_Document passage_
# Having a good break



## bowhunterjon (Jan 24, 2009)

My christmas was good. I got a new phone and $$$ that I used to buy a laptop but the worst part about y holidays so far has to be that I've worked basically everyday  but I am expecting a BIG paycheck! So all in all it has been an "alright" Christmas .


----------



## corpralbarn (Jan 21, 2009)

My BIG present was a 09 Diamond Razor Edge.


----------



## tannercollins10 (Oct 25, 2009)

*xmas*

yea i got a razors edge to


----------



## countryboy173 (Jul 18, 2008)

I had a good Christmas, I got an Xbox 360. And my break is going really good so far


----------



## corpralbarn (Jan 21, 2009)

tannercollins10 said:


> yea i got a razors edge to


Have you shot it yet ? Mine is whisper quiet!


----------



## Preci$e$hooter (Oct 7, 2006)

Im excited, i got the new ams fire eagle


----------



## archerykid13 (Aug 11, 2009)

I got a Wii and I am getting a new bow around February.


----------



## browningRAGE (Dec 19, 2009)

Mine's going great! Got a new trail camera, and a lot of other stuff.


----------



## N7709K (Dec 17, 2008)

mine has been pretty bad all in all. Fight with the family and other stuff has put a damper on the fun


----------



## Youngin (Dec 28, 2009)

I got a Razor edge too! :cheers: It shoots awesome. My first 2 shots hit the same hole.

_Labeled region records_

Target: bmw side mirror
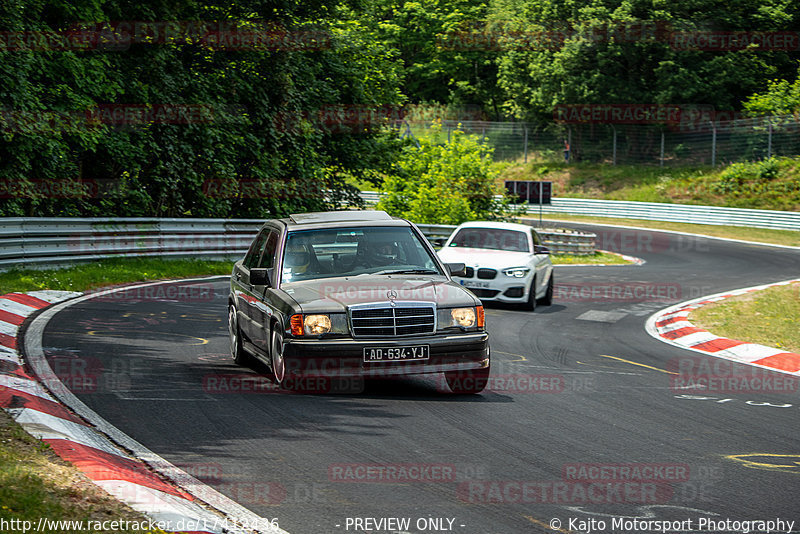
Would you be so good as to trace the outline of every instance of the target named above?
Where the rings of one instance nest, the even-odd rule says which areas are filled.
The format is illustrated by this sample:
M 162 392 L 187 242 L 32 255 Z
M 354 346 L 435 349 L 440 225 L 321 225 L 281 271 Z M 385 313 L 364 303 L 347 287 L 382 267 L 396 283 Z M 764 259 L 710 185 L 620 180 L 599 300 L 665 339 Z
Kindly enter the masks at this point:
M 467 276 L 467 265 L 465 263 L 445 263 L 444 265 L 450 271 L 450 276 Z
M 269 287 L 269 271 L 270 269 L 262 268 L 250 269 L 250 284 Z

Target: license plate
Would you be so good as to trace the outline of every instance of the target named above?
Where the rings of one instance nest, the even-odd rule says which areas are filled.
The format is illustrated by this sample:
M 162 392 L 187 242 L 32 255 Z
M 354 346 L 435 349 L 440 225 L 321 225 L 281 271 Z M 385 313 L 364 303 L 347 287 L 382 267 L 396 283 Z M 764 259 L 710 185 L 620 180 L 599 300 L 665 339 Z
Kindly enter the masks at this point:
M 430 358 L 430 345 L 364 347 L 364 362 L 405 362 Z

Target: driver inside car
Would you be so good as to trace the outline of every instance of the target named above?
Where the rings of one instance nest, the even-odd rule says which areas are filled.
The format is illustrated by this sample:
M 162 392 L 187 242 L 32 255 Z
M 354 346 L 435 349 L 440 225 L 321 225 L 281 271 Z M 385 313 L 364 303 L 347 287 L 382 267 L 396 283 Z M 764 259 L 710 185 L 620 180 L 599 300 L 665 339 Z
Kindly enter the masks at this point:
M 303 242 L 291 242 L 286 245 L 283 257 L 283 276 L 288 280 L 308 272 L 311 265 L 311 251 Z

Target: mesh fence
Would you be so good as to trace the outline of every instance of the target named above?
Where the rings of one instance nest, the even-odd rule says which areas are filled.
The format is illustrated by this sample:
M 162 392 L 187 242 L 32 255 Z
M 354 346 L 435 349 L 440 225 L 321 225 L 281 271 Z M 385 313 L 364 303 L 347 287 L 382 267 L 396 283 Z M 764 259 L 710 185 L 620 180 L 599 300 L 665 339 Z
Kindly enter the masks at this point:
M 497 161 L 584 161 L 608 164 L 716 165 L 800 154 L 800 120 L 773 116 L 652 124 L 548 124 L 442 121 L 441 130 L 404 122 L 403 135 L 446 142 L 454 130 L 477 135 Z M 569 148 L 567 152 L 567 148 Z

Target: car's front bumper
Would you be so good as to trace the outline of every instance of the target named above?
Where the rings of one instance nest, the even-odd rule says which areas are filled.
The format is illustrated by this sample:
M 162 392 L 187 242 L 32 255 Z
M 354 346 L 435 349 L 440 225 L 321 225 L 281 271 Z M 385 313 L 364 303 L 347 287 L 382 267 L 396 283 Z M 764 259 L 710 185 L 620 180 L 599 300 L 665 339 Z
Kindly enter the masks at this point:
M 365 348 L 428 345 L 427 360 L 365 362 Z M 305 376 L 396 376 L 467 371 L 489 366 L 486 332 L 386 339 L 287 339 L 288 374 Z
M 453 280 L 472 291 L 482 301 L 515 303 L 528 300 L 533 276 L 528 274 L 523 278 L 514 278 L 498 273 L 492 280 L 479 278 L 453 278 Z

_Task instructions_
(1) Answer these questions about the forum thread on holiday breaks:
(a) What did bowhunterjon buy with the money received for Christmas?
(b) How does corpralbarn describe the sound of his bow?
(c) What happened with Youngin's first 2 shots?
(2) Write the next part of the forum thread on holiday breaks, starting right after its final sentence.

_Answers to the exercises_
(1)
(a) A laptop.
(b) Whisper quiet.
(c) They hit the same hole.

(2)
----------



## hstubblefield (Feb 16, 2008)

I got a new wii.And santa came with a 140" 11pt last night cant ask for no better


----------



## corpralbarn (Jan 21, 2009)

Youngin said:


> I got a Razor edge too! :cheers: It shoots awesome. My first 2 shots hit the same hole.


Without messing with the sight at all I shot a 1inch group at 10 yards first time.


----------



## cali hunter (Oct 31, 2009)

mine was pretty good got the new digital camera. so i can keep you guys updated on my kills now.
and money and my new skinning knife. 
by the way those of you who got the edge you got a great little bow. good luck and shoot straight.:darkbeer::darkbeer::darkbeer:


----------



## Ignition kid (Oct 7, 2008)

I enjoyed my break. i got some brass and bullets for my 45 colt, a QAD Ultra-Rest HD Pro Series, camo Easton hat, camo blazer vanes, light 4 my sight, traded my guitar 4 a new one, got some money and bought some green custom damping accessories from Mathews, ez hangers 4 my treestands, a cartridge bely 4 when I pistol hunt, a skinning knife, cd, and my yearly hess truck which I collect and a couple of other things.


----------



## River420Bottom (Jul 21, 2008)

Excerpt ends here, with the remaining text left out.